* WHAT YOU SHOULD DO *
The entries follow. Copy every line in which "stone" appears.

BEGIN

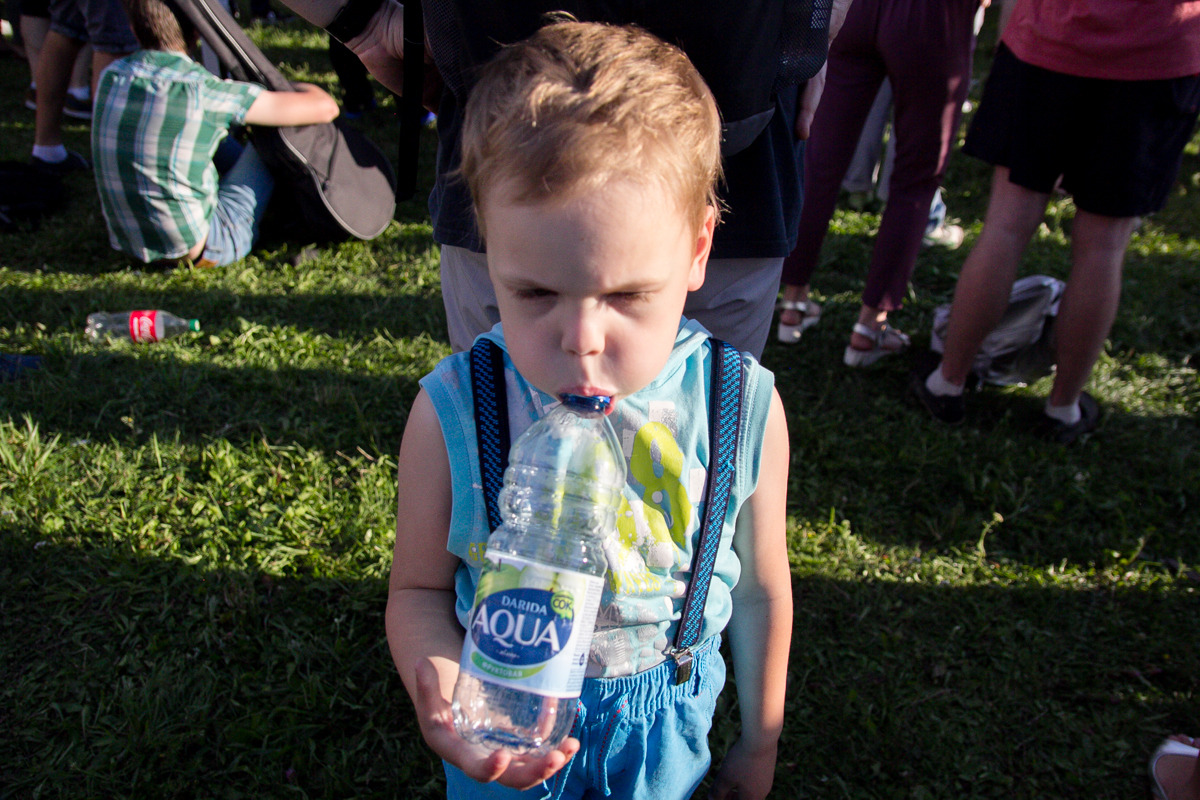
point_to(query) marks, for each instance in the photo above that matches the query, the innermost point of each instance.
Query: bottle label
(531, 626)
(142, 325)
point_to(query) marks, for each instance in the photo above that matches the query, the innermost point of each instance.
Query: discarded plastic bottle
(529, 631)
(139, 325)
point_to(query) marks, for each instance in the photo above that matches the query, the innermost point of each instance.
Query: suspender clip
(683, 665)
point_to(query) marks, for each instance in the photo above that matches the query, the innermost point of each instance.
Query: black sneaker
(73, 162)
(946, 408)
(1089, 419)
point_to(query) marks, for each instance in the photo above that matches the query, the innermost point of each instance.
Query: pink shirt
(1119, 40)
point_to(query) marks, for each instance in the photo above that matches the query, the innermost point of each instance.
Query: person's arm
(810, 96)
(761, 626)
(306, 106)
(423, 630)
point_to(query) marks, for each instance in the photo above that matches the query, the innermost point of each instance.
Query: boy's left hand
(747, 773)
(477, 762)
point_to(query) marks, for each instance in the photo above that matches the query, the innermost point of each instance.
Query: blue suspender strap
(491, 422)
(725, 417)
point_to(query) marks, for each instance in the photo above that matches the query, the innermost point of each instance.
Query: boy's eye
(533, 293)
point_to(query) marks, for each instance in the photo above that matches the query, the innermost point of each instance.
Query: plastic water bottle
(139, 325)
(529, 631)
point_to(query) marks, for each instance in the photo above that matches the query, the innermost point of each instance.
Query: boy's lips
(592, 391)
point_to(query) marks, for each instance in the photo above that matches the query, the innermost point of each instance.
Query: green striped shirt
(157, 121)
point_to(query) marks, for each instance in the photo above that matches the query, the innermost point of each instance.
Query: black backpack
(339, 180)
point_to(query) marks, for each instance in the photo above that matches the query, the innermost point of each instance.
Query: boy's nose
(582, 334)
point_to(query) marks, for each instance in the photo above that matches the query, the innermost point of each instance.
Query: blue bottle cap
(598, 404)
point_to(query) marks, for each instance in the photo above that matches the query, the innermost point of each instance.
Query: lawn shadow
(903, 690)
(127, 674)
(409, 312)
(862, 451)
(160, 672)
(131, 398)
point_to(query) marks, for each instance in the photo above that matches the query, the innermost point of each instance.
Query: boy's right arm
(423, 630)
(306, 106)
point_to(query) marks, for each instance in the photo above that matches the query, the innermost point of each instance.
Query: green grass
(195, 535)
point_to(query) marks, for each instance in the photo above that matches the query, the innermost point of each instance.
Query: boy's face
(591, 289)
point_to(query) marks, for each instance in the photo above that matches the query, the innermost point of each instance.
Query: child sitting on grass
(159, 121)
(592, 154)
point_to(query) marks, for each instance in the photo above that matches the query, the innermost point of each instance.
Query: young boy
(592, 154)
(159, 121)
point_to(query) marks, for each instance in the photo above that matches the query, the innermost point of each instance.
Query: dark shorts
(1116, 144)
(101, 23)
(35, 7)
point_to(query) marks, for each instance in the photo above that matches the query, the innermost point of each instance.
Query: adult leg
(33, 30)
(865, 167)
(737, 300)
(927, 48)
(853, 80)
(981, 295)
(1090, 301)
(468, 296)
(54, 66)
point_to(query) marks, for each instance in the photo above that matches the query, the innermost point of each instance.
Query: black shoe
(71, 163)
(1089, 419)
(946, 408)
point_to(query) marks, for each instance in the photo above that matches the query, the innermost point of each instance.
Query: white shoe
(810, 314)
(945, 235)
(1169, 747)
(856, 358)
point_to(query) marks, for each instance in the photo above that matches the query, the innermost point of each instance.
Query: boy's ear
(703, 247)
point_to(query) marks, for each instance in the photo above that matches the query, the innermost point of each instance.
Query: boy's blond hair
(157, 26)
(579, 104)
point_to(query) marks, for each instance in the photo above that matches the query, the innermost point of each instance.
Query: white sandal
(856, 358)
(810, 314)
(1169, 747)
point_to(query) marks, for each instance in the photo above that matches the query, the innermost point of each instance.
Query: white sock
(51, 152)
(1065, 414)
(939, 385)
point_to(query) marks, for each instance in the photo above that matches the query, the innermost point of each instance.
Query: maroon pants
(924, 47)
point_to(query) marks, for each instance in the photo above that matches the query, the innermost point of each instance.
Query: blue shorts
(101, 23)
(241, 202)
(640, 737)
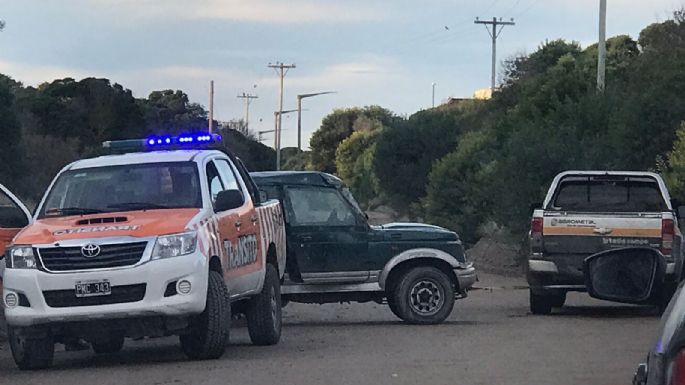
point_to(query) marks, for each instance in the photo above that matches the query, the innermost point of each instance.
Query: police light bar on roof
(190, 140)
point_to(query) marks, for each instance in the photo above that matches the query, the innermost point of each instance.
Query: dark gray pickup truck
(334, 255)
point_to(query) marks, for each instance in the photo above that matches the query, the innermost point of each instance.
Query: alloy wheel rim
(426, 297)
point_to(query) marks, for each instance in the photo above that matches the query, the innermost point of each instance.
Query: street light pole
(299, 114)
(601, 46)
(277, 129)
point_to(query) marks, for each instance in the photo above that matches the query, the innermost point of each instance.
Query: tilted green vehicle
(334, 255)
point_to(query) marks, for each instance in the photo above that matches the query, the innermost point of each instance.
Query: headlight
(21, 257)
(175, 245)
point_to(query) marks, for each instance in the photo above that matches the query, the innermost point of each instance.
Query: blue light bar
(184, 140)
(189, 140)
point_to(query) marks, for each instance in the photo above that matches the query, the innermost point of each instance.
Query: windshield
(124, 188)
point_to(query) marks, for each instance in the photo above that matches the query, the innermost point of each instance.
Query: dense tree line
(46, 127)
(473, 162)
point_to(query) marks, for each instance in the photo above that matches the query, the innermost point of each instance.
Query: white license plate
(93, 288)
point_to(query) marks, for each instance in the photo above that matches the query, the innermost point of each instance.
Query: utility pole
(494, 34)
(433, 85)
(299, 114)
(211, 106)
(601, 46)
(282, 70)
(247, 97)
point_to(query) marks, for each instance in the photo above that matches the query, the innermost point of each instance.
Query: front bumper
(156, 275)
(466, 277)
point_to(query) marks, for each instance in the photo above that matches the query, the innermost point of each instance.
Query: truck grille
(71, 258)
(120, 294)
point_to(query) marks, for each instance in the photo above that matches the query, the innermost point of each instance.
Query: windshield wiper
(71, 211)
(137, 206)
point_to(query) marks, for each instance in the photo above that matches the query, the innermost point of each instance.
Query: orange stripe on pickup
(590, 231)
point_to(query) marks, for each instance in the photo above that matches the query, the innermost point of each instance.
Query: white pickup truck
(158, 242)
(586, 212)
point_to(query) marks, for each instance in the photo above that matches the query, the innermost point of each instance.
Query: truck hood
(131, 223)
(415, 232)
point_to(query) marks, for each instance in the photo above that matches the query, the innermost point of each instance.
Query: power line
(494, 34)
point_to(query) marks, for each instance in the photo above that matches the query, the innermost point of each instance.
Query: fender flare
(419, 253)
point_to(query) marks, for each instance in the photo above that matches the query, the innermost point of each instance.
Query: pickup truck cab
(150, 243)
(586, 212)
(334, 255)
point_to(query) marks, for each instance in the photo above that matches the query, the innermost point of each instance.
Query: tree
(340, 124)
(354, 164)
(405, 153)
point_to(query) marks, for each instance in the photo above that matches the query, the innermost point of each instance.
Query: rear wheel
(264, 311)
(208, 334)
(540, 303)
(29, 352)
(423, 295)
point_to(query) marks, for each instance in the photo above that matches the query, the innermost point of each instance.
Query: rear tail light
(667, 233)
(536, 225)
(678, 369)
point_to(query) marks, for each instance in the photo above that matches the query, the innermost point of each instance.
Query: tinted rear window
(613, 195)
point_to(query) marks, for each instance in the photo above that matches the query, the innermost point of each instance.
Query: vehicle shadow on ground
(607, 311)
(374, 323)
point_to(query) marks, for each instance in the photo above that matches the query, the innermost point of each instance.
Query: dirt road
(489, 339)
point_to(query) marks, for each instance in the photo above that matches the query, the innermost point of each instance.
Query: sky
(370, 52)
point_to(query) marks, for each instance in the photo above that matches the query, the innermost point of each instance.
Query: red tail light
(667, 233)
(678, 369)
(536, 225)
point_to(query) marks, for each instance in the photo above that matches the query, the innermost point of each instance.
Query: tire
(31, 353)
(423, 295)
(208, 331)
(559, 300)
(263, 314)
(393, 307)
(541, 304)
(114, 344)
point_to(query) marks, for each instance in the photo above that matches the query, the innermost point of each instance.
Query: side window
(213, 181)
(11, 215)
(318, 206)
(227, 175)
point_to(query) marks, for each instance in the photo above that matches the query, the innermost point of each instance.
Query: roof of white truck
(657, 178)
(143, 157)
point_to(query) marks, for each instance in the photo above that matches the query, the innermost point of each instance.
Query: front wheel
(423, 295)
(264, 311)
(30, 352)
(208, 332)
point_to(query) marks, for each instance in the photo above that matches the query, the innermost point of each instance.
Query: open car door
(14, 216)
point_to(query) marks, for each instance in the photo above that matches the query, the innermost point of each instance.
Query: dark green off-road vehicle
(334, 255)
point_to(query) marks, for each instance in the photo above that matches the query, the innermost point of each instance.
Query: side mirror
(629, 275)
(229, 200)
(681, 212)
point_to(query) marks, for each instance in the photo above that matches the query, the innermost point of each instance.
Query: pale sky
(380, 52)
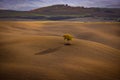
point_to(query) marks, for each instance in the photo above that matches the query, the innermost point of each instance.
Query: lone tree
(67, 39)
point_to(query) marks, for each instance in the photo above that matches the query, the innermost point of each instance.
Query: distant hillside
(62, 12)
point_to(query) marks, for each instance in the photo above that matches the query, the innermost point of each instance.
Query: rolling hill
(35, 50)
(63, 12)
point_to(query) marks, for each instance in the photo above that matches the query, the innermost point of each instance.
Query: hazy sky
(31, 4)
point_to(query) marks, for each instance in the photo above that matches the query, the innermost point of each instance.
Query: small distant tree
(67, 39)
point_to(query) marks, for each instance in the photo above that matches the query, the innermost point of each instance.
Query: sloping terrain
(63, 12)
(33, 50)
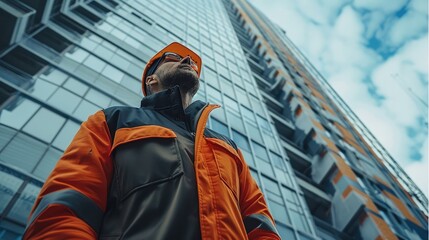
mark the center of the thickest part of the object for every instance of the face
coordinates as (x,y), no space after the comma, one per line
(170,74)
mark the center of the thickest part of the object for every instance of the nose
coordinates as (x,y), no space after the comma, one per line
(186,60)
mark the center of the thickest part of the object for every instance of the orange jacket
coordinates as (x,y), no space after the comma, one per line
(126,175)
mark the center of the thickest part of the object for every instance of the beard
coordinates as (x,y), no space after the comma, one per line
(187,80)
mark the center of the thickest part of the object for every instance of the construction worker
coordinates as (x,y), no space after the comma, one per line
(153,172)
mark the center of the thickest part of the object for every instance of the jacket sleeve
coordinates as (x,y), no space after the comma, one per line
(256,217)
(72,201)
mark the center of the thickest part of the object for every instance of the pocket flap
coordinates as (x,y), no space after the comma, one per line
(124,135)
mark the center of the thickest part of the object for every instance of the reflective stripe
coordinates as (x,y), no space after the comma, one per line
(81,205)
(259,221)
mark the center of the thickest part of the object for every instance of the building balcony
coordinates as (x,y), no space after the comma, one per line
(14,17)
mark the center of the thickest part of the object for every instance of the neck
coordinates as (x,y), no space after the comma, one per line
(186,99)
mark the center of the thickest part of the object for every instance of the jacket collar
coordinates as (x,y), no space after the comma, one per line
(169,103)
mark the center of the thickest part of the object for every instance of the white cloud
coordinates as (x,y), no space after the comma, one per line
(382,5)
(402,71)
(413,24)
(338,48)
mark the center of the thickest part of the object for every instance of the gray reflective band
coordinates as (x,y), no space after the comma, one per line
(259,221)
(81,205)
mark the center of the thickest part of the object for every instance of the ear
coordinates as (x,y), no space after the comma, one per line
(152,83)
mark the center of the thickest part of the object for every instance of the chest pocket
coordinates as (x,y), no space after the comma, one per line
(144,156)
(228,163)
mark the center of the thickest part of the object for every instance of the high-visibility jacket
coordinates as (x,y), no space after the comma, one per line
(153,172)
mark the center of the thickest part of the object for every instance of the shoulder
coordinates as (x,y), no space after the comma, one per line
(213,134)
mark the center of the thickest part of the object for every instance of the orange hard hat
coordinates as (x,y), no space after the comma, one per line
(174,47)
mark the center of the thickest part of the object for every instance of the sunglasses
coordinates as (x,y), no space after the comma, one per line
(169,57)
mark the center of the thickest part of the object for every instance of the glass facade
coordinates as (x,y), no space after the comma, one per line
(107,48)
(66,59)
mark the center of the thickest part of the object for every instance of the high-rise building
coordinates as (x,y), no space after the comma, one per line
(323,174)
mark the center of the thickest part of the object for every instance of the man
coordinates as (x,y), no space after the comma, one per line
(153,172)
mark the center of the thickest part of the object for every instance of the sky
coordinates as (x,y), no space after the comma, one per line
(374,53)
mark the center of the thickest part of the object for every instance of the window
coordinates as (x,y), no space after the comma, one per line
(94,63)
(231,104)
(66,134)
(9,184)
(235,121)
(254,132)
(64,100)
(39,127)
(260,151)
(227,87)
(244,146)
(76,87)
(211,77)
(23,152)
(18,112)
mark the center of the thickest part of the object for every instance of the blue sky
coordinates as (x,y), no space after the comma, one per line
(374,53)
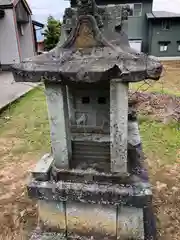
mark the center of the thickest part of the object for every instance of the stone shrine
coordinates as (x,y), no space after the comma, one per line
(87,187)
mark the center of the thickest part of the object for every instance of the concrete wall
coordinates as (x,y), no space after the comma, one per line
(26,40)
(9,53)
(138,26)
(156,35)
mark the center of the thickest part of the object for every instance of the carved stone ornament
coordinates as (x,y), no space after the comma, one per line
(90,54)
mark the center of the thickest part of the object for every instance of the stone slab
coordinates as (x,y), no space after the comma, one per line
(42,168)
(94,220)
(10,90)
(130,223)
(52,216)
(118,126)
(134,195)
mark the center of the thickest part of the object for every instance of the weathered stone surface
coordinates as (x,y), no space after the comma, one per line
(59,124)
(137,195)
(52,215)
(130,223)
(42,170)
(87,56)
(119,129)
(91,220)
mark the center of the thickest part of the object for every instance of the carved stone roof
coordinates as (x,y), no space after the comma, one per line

END

* FINISHED TASK *
mark the center of the thickest part of the object for every instance of the stone shrine
mark the center of the thickest part of the object for every instance of the carved stone ornament
mark the center of the thickest part of the object for every instance of the stone slab
mark the center of the thickest part of the object for every instance of the weathered stone surface
mark the center of the thickest part of the object for every instance of the carved stone roof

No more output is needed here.